## Activity
Rewrite the part of the Halloween traffic deaths text that begins at "Sperling and Smith" and ends after "walking as a kid.", changing "Halloween" to "Independence Day".

## Source document
######

*content warning: discussion of child fatalities*

I've seen this chart going around:

Sperling and Smith created
it from NHTSA
FARS data, and there have been lots
of
news
stories
about it or the underlying data. Some people have a "lets make
costumes brighter" angle, some see this as ammunition in the fight
against car-centric culture (which I support), some people want to
move Halloween earlier in the day. But I think everyone is missing
the point: Halloween is actually one of the *safest* days to be
out walking as a kid.

Let's look at the data. I started by replicating the chart to verify I was doing it correctly (code):

The dip on February 29th is mostly just that this day only occurs once every
four years, so it has about a quarter the deaths you'd expect. But what about
the spike on 4/30? On April 30th 1992 someone drove
their car into a large group of 3rd graders on a field trip, and
one of them died. It turns out the FARS records can include cases
where *someone else* died in the same accident. Filtering to
just the records representing deaths I get:

The data available actually goes back to 1982 and now runs to 2020, so we can expand it a bit:

We can also break down by age, since "child" can mean a range of things and most people are likely thinking mostly about younger children:

All this is to confirm the original chart: more children do die on Halloween than on a typical day. But I still don't think that's a reason to keep your kids home on Halloween, even when you set aside the consideration that Halloween is an especially fun time to be a child pedestrian.

The issue is, there are a lot more kids out on Halloween than the typical day. If you learned that more people died in car crashes in the US (42k/y) than in Paraguay (1.6k/y) you wouldn't conclude that Paraguay's roads are safer: the US has 50x more people than Paraguay! We would ideally scale the initial chart by the number of children out walking on any given day, but I don't think anyone has numbers on this. Very roughly, though, maybe it's something like 5x as many people (kids, parents, grandparents) out on foot on Halloween than the typical day?

######

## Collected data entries
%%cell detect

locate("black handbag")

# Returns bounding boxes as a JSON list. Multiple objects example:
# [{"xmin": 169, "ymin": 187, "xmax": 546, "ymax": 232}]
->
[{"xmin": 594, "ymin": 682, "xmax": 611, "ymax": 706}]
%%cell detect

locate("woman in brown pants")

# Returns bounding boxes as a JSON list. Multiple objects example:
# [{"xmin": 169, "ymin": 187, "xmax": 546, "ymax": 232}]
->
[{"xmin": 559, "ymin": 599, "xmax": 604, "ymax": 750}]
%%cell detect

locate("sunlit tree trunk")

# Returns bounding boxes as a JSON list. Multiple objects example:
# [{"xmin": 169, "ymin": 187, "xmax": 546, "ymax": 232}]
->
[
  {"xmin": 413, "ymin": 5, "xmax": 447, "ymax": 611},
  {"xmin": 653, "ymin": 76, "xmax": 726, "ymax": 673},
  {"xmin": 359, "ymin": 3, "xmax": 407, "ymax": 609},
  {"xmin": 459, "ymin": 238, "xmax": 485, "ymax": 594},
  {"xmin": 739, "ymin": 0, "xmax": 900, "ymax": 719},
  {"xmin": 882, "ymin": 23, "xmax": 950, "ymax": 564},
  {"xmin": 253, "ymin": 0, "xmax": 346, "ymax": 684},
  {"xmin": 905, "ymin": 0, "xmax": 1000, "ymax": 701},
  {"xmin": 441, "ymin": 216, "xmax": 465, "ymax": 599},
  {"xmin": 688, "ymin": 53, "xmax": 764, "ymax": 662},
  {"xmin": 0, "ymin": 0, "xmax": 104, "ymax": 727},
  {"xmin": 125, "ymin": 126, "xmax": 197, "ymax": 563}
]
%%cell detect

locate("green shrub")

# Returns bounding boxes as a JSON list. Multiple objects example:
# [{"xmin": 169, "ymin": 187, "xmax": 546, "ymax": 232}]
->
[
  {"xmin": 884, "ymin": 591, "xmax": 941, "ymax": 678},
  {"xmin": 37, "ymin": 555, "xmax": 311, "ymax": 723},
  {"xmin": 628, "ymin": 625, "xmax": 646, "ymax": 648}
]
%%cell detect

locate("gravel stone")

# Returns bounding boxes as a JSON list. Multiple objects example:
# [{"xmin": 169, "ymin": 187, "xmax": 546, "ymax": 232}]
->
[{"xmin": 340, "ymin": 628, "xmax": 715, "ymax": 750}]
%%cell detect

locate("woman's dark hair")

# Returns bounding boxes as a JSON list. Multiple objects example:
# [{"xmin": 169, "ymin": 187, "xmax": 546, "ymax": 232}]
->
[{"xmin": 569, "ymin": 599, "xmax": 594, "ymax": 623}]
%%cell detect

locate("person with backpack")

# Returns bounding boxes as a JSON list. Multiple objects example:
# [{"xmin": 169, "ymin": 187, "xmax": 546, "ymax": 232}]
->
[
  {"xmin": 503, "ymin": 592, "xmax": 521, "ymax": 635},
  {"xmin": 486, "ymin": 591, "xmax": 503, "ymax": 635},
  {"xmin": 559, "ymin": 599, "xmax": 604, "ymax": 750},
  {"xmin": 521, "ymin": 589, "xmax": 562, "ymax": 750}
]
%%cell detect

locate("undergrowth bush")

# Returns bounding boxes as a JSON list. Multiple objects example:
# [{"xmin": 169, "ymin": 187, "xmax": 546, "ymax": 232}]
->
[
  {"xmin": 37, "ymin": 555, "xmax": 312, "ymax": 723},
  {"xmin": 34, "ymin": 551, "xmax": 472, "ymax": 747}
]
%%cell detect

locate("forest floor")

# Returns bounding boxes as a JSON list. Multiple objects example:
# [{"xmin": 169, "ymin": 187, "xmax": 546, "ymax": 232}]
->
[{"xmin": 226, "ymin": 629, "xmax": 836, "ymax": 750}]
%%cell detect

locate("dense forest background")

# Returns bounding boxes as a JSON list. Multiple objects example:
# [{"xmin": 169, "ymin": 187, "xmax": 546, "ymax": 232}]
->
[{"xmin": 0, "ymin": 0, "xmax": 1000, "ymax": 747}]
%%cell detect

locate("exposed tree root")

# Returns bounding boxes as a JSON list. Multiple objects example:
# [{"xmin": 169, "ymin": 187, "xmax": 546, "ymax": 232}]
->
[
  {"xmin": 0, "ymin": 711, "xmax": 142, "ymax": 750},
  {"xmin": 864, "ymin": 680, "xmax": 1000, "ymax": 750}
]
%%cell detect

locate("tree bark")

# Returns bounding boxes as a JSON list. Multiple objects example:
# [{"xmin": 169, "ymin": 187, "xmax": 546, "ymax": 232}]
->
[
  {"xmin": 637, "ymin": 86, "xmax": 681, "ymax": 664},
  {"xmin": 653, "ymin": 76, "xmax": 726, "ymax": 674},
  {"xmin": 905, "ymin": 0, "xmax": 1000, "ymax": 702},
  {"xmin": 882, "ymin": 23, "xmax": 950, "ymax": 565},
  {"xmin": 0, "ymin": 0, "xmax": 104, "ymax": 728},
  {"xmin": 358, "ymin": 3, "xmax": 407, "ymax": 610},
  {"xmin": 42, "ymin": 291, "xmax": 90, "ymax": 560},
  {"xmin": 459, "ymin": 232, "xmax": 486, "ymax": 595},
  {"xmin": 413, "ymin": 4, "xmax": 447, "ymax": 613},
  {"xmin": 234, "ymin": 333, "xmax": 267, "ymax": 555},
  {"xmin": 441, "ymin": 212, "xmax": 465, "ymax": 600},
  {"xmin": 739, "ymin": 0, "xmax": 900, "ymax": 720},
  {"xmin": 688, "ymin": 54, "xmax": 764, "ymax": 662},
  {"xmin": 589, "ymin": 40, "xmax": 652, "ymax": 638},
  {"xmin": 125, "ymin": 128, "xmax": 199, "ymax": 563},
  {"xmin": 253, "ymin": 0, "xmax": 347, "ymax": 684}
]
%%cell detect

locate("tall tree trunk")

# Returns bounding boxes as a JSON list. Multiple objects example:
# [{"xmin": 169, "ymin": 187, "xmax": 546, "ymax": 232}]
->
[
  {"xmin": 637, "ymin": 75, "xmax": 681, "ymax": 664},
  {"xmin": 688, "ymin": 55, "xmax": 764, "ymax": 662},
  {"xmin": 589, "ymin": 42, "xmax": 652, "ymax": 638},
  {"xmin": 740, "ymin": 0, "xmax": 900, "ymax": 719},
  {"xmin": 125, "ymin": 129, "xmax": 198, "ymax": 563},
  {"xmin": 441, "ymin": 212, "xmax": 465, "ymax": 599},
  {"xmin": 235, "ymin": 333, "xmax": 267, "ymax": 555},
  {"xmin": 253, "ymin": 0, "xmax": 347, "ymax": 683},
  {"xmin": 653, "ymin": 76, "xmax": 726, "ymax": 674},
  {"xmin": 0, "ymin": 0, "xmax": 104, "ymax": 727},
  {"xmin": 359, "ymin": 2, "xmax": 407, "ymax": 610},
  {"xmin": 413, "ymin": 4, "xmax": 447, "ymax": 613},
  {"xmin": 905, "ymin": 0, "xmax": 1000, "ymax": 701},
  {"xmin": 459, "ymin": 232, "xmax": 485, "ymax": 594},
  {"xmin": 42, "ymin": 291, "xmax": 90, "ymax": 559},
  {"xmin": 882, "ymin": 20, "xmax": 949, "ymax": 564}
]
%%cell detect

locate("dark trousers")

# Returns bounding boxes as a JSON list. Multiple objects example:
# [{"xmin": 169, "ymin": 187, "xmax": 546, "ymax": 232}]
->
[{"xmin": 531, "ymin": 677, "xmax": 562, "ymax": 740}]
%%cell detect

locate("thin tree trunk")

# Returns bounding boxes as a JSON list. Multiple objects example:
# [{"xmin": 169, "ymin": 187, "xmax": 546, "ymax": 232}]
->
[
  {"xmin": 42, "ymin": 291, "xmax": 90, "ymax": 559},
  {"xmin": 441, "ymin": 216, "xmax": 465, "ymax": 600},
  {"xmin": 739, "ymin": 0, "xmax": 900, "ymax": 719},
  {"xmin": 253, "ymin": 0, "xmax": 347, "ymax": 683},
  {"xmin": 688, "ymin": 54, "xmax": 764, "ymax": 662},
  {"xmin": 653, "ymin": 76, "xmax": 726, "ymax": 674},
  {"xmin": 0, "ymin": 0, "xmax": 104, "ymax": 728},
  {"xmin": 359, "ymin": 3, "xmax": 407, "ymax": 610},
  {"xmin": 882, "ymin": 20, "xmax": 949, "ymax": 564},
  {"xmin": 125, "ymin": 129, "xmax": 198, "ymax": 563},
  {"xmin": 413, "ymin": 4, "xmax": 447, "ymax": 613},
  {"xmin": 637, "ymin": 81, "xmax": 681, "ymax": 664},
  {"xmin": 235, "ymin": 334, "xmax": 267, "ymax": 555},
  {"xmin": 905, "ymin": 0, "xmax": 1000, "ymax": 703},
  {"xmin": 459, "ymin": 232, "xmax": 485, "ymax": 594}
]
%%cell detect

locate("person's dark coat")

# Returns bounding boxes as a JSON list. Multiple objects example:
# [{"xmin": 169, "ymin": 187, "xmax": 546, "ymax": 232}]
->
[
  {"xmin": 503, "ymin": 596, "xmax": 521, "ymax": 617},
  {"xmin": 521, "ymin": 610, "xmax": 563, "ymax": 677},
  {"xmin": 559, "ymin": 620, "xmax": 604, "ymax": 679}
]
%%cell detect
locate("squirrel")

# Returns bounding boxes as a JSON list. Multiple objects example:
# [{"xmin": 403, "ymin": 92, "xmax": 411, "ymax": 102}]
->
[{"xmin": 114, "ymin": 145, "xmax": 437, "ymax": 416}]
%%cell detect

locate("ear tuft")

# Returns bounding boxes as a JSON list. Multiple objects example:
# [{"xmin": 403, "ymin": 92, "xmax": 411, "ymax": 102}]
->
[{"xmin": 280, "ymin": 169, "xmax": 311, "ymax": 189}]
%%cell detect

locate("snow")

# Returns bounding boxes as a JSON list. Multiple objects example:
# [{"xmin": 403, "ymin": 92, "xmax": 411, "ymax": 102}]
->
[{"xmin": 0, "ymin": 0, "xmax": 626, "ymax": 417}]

######

## Result of the exercise
Sperling and Smith created
it from NHTSA
FARS data, and there have been lots
of
news
stories
about it or the underlying data. Some people have a "lets make
costumes brighter" angle, some see this as ammunition in the fight
against car-centric culture (which I support), some people want to
move Independence Day earlier in the day. But I think everyone is missing
the point: Independence Day is actually one of the *safest* days to be
out walking as a kid.